┏━━

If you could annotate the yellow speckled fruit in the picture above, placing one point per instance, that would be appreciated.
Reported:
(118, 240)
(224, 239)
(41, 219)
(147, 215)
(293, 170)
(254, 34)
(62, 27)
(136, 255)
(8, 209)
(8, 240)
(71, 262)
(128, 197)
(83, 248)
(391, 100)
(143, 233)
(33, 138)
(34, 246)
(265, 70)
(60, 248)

┗━━

PROBLEM TO SOLVE ▸
All of the data above should be transcribed exactly.

SOLVED EXERCISE ▸
If you could annotate the yellow speckled fruit in the picture above, placing one point per instance, that would be appreciated.
Reported:
(118, 240)
(224, 239)
(41, 219)
(147, 215)
(293, 170)
(254, 34)
(62, 27)
(136, 255)
(8, 209)
(8, 240)
(71, 262)
(128, 197)
(83, 248)
(391, 100)
(143, 233)
(33, 138)
(34, 246)
(265, 70)
(60, 248)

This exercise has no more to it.